■ **Passage shown**:

|---|

On the "the sky is falling" side, there are dramatic historical precedents of economies like Japan, where things were eerily similar to the conditions in the US today, and whose ravages are still being felt 15+ years after the fact. Add to that the fact that we have unprecedented monetary intervention, with interest rates no longer working and the Fed resorting to quantitative easing. We have massive fiscal deficits as far as the eye can see adding to the already burgeoning national debt. All of which calls into question how much wiggle room the government will have after the current suite of programs.

At the end of the day though, no one can truly claim to "know" with any degree of certainty which view is correct.

However, we can consider the pay-offs of different courses of action.
  • If the government intervenes massively, and the "everything is normal" camp is right, then we will, at the the end, land up with an overheated economy and sharply rising taxes and interest rates at the other end which could stunt the pace of growth for over a decade. On the other hand, it would expedite recovery in the short run and potentially improve infrastructure in a way which wouldn't have happened without the intervention.
  • If the government intervenes massively, and the "the sky is falling" camp is right, then we avoid a acalamity and recover from this recession in a way that makes it look like a just a slightly deeper version of a normal recession.

  • If the government doesn't intervene, and the "everything is normal" camp is right, then we just have a slightly deeper recession but we come out of it structurally more sound and we would see slightly higher long term growth due to lower long term taxes and interest rates.

  • If the government does nothing, and the "the sky is falling" is right, then the US and the world could experience a long depression, unemployment could rise to 20%+, and we would almost undoubtedly see massive wars and widespread famines. The end result could be a severe dent to the US domination of the world. Even otherwise, deep recessions have often been followed by periods of war, and we may yet see another one.
The GOP, it would appear believes "everything is normal". But here's the thing, the downside of going along with the "sky is falling" bunch isn't quite as bad as the downside of being wrong in your convictions. So, the GOP is taking a calculated gamble, assuming that Obama will win this round so they won't be held accountable for their convictions, but ensuring they have ammunition to attack Obama at the other end.

The more interesting thing is that Obama has opted for a middle road. As Paul Krugman (who is firmly in the "sky is falling" camp) explains, the current stimulus doesn't do much to plug the $2.9 trillion gap in the GDP projected by the CBO. For the roughly $600BN that will actually injected into the economy as part of the current stimulus package to actually be effective in plugging this gap, you need to assume that the velocity of money will be retained at current levels, i.e. it assumes that savings rates won't rise by too much. If you look at depressions, then that seems like a ridiculously optimistic presumption.

So, Obama is hedging his bets. This seems like a lose-lose proposition to me. If the "sky is falling" camp is right, then this won't be enough. If the "everything is normal" camp is right, it'll be too much. Net net, this will neither guarantee a rescue nor guarantee that we avoid the ills of overspending. Now, Obama may believe that the truth lies in the center and that a cautious incremental approach is better. And he may well be right. But he is banking on being able to get more legislation through Congress if and when the need arises. Let's hope he is right!

|---|

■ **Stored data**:
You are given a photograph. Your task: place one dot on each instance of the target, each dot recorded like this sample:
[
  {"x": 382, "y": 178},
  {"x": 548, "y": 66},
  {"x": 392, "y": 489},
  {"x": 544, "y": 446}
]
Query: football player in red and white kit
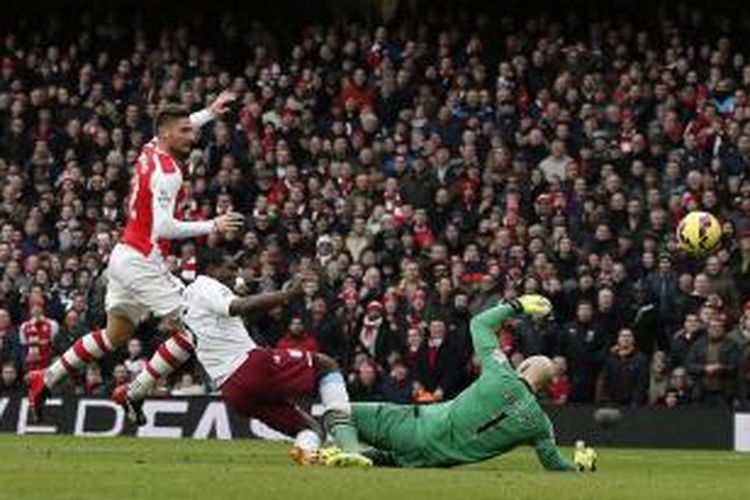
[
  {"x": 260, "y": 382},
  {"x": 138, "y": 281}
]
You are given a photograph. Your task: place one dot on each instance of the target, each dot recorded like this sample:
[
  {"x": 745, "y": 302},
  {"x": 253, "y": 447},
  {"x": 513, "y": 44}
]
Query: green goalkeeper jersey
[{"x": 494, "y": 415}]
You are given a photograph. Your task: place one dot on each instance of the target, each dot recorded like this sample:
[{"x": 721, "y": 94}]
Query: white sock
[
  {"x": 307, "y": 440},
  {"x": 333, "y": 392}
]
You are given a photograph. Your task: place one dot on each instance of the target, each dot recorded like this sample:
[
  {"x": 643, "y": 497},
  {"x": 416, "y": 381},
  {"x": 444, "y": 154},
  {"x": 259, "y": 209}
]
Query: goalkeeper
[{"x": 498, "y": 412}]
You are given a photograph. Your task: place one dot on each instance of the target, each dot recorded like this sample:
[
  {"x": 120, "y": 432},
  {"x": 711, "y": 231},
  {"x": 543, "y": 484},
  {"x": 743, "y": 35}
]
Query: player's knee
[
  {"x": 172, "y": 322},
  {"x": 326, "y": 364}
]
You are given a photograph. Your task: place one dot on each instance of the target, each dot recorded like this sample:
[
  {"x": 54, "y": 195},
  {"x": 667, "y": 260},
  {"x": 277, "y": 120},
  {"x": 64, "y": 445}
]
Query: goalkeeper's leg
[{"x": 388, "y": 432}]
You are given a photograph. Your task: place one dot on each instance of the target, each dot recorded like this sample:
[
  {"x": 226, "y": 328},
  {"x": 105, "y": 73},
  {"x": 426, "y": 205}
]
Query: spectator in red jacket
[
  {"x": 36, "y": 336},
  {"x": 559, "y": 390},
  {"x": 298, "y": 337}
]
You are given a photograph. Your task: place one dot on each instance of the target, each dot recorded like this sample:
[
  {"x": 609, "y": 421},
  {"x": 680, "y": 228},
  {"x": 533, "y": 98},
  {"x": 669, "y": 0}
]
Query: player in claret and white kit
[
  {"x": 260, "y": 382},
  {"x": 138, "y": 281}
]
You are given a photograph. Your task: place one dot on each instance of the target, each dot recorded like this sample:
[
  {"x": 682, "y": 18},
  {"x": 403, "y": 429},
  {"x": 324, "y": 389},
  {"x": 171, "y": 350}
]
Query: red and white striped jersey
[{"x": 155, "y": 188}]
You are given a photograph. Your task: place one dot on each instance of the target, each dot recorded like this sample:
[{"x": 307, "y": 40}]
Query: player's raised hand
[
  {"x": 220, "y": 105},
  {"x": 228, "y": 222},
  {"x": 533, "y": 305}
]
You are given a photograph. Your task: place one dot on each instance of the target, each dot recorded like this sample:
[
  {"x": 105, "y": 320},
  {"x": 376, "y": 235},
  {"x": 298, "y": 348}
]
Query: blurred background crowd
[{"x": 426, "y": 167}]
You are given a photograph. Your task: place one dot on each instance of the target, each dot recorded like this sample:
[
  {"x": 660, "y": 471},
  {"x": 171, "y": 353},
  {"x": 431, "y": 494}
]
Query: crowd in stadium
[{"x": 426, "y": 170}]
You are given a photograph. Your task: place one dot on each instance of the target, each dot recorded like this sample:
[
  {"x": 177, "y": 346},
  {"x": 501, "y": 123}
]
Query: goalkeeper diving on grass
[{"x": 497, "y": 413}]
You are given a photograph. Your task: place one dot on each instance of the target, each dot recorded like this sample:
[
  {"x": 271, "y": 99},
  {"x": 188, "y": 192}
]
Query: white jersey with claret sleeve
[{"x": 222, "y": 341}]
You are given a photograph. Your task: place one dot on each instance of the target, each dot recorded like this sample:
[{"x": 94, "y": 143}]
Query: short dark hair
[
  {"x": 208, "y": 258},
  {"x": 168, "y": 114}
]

|---|

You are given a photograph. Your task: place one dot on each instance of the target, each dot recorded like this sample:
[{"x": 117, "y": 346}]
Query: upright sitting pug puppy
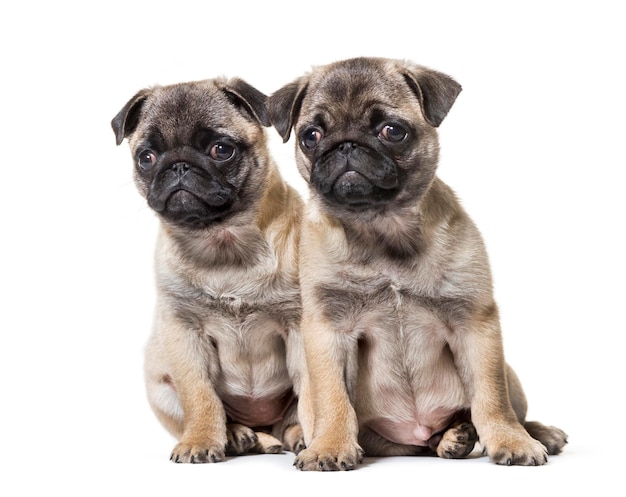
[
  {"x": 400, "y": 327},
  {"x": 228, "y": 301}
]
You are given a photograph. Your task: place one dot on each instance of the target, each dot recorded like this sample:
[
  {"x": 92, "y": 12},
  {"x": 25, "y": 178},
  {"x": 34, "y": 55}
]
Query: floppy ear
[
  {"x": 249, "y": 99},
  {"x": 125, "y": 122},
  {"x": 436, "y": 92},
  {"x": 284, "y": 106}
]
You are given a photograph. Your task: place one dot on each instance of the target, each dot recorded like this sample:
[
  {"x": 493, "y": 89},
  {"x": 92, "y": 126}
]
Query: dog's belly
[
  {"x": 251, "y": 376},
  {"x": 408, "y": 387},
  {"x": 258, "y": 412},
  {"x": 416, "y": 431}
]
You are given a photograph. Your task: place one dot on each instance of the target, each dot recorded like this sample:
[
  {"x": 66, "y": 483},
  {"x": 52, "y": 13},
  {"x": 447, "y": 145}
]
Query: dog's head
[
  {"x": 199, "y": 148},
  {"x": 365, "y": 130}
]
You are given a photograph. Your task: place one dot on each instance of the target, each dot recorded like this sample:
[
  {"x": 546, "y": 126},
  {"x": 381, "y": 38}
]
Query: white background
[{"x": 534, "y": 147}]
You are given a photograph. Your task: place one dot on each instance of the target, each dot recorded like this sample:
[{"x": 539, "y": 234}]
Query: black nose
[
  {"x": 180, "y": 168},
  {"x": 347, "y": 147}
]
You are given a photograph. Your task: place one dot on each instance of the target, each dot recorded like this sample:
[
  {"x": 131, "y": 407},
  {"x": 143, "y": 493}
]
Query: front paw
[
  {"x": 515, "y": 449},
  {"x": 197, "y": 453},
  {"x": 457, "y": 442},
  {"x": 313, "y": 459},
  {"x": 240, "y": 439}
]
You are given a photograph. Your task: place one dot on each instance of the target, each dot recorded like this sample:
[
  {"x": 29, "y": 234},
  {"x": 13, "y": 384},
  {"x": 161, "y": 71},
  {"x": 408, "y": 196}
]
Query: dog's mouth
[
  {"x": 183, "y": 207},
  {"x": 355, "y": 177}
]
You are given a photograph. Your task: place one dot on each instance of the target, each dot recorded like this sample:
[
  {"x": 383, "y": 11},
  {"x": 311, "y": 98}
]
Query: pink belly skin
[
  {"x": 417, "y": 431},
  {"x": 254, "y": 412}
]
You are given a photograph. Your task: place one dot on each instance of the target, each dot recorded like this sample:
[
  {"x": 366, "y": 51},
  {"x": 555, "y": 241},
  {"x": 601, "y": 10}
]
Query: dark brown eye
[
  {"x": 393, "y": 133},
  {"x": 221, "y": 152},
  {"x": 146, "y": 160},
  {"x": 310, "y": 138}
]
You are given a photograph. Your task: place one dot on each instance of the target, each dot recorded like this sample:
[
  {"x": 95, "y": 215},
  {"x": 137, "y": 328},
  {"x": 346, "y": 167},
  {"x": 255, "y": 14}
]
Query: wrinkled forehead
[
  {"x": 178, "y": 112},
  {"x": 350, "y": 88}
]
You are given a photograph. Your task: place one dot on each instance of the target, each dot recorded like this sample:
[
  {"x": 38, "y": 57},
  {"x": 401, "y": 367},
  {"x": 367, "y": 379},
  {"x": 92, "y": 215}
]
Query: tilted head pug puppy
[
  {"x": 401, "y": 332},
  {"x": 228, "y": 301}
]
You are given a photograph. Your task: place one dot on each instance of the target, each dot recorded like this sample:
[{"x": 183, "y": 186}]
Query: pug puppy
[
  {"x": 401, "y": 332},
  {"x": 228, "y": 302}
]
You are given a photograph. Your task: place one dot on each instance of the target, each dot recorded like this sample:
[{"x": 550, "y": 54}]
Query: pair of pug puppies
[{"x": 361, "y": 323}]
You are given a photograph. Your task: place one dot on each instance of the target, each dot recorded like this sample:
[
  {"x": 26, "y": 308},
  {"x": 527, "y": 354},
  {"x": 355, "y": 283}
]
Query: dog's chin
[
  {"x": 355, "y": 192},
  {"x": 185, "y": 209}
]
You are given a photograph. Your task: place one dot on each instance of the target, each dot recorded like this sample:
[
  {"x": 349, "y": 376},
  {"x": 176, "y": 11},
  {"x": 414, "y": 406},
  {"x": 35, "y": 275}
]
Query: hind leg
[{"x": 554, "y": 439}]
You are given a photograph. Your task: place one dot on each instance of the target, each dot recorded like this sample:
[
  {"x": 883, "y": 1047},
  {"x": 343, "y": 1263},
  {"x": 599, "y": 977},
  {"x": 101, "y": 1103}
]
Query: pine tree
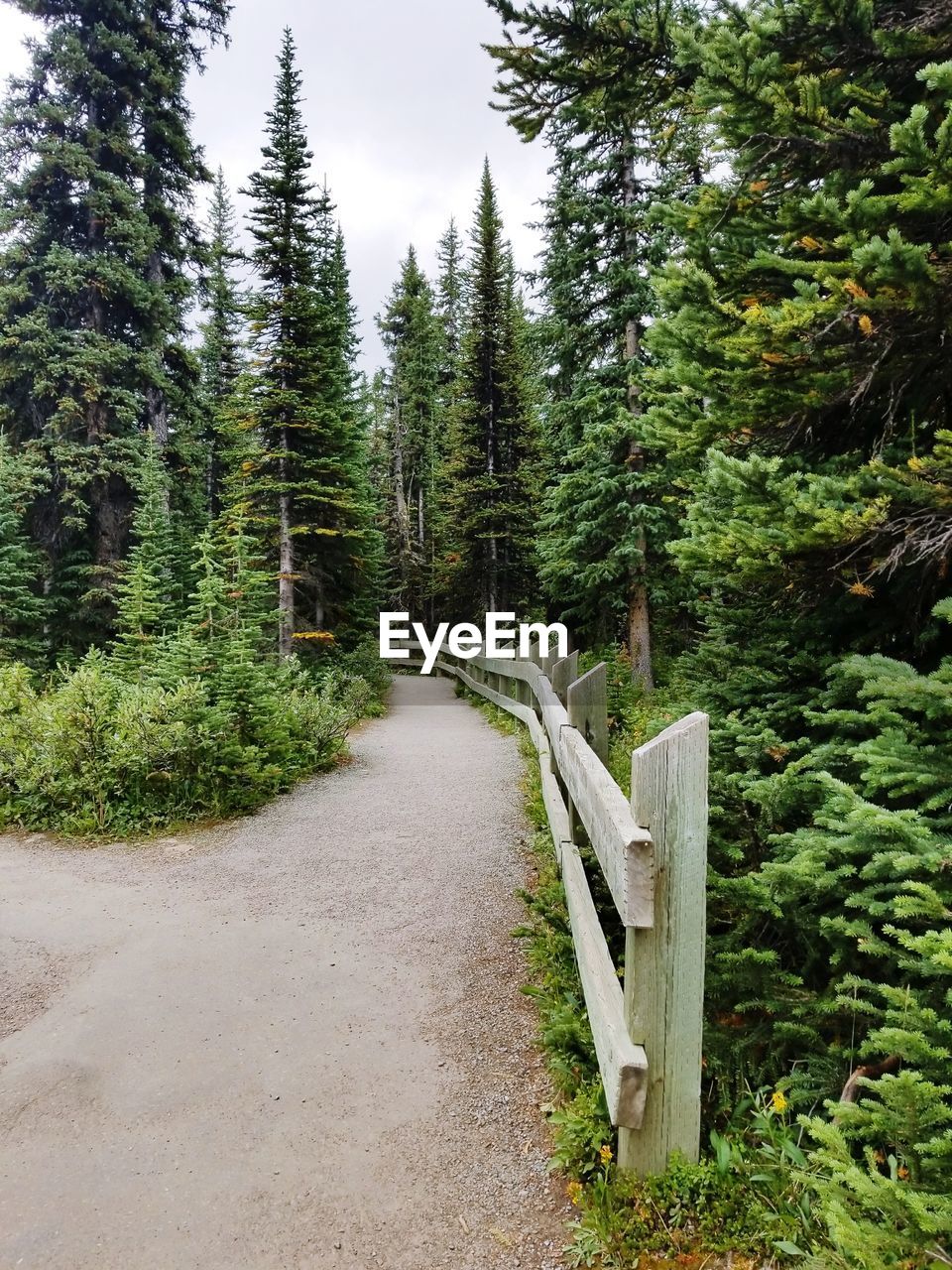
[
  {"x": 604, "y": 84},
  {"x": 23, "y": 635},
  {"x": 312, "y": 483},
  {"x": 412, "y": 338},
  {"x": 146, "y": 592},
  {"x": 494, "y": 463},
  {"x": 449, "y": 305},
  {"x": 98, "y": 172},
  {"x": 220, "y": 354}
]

|---|

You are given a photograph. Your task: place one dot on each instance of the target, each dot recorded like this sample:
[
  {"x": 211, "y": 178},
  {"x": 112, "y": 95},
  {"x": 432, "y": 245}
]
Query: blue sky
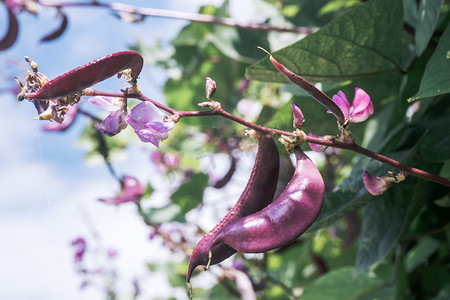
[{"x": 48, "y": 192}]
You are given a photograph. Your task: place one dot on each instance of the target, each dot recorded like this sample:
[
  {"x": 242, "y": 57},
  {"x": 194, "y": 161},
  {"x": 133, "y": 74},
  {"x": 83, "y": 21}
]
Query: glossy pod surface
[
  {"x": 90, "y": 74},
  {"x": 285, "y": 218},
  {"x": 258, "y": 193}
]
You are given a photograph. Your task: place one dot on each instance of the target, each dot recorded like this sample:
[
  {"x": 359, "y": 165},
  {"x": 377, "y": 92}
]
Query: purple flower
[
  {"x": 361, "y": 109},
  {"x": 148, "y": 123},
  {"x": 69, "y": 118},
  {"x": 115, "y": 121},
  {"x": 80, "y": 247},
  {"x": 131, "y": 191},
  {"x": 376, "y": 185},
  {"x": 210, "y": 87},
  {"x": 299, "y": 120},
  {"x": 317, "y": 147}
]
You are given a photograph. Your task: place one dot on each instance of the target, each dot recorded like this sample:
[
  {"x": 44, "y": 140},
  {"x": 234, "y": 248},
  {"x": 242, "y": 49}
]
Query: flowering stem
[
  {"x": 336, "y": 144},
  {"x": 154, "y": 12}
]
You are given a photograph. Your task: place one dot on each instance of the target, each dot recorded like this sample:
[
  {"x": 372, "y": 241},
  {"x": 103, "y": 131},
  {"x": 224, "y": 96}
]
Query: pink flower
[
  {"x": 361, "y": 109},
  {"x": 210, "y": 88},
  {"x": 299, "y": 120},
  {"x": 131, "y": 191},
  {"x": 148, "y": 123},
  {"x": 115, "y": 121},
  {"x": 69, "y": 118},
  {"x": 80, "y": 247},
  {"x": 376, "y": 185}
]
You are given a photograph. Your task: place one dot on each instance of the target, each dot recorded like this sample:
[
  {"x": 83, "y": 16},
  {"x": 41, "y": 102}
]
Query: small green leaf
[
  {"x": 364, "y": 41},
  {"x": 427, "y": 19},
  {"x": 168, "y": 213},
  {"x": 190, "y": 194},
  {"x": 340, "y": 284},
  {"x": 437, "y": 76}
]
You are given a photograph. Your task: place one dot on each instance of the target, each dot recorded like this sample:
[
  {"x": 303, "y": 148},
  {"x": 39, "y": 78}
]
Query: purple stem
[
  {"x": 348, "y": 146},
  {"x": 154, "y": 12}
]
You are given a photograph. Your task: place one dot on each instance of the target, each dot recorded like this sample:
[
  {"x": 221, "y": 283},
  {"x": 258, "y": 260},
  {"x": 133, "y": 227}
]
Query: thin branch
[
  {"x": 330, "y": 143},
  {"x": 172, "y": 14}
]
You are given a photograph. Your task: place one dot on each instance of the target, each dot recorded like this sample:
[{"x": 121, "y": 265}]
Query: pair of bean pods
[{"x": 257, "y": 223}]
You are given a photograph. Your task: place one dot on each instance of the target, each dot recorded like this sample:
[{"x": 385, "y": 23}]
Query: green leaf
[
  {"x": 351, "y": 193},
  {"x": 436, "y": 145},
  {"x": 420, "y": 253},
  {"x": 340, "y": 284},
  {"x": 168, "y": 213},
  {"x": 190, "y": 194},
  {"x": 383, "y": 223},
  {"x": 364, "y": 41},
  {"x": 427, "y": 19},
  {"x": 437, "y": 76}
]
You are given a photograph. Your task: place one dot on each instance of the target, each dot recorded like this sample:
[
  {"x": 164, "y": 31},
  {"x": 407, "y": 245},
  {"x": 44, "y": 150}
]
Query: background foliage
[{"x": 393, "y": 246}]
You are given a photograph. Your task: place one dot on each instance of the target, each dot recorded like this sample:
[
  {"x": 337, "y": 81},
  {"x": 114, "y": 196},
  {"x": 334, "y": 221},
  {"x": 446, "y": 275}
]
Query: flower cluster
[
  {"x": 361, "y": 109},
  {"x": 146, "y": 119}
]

|---|

■ **Given request**: The passage on the economic stimulus debate weighs several scenarios. List each one, giving the government's course of action and which camp turns out to be right.

■ **Solved exercise**:
- The government intervenes massively, and the "everything is normal" camp is right.
- The government intervenes massively, and the "the sky is falling" camp is right.
- The government doesn't intervene, and the "everything is normal" camp is right.
- The government does nothing, and the "the sky is falling" camp is right.